▶ _Aim of the exercise_
Look below for the line containing "Where can the salvation army shield"; write out that line and each one after it to the end, exactly, and nothing else.

== Segment start ==

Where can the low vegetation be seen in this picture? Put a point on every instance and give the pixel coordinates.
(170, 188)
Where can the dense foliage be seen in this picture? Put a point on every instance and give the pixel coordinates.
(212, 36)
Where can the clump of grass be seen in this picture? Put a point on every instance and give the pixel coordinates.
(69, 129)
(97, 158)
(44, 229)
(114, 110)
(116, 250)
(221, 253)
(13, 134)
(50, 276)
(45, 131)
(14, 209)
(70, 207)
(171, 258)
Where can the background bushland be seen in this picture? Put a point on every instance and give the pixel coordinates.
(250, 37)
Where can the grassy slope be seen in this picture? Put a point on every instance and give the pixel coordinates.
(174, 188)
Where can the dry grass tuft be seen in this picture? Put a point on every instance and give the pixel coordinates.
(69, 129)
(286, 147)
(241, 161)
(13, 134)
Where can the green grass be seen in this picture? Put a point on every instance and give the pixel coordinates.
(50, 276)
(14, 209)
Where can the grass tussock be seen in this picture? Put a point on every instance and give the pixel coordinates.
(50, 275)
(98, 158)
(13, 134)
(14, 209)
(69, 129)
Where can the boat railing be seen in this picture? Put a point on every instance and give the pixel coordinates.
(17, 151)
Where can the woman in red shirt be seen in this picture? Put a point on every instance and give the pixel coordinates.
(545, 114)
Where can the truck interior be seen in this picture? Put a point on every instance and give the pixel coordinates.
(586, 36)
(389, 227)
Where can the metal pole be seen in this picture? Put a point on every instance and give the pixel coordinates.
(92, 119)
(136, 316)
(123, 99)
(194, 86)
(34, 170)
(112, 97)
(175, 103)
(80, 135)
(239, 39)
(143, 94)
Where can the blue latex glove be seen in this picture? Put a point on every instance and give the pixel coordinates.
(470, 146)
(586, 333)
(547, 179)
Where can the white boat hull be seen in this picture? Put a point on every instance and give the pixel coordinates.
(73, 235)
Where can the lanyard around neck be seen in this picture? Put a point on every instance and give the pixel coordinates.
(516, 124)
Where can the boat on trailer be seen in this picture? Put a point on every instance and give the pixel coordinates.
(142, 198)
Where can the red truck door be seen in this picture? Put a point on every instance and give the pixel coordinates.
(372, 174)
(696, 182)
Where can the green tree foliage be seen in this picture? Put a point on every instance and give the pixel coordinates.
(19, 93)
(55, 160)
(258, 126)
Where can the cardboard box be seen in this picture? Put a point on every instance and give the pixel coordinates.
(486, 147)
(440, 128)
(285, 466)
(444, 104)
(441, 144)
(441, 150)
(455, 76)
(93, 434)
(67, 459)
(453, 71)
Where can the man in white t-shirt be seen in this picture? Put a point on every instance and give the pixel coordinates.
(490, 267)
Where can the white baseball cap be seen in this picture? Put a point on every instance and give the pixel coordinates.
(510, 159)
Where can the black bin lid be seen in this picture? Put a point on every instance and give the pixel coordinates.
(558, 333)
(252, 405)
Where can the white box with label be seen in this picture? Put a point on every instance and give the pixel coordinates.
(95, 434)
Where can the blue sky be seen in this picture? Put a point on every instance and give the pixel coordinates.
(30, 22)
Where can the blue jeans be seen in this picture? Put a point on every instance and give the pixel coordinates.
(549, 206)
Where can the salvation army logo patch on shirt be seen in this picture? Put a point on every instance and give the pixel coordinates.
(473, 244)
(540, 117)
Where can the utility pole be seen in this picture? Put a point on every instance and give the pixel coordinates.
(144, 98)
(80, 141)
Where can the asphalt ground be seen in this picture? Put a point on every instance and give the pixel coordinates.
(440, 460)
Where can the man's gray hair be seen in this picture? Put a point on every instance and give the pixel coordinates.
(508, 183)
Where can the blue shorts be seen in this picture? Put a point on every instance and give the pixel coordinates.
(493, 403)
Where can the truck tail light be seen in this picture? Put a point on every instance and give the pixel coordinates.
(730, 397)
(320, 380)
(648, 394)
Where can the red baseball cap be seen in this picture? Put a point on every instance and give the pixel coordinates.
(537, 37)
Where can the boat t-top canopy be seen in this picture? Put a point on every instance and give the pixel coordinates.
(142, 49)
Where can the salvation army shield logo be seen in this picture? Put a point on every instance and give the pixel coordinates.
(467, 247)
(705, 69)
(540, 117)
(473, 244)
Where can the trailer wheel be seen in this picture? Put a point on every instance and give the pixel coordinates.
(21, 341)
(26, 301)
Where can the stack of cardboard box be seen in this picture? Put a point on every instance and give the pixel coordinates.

== Segment end ==

▶ _Response to this task_
Where can the salvation army shield logo be seen in this picture? Put a point on every instance and give the pixel coordinates.
(467, 247)
(705, 69)
(540, 117)
(473, 244)
Where can the trailer wheel be seen in this picture? Put a point on every instance and give the pixel coordinates.
(21, 341)
(26, 301)
Where can the stack of cardboard box be seen in this picture? Put a point on every instance and give the pixel coordinates.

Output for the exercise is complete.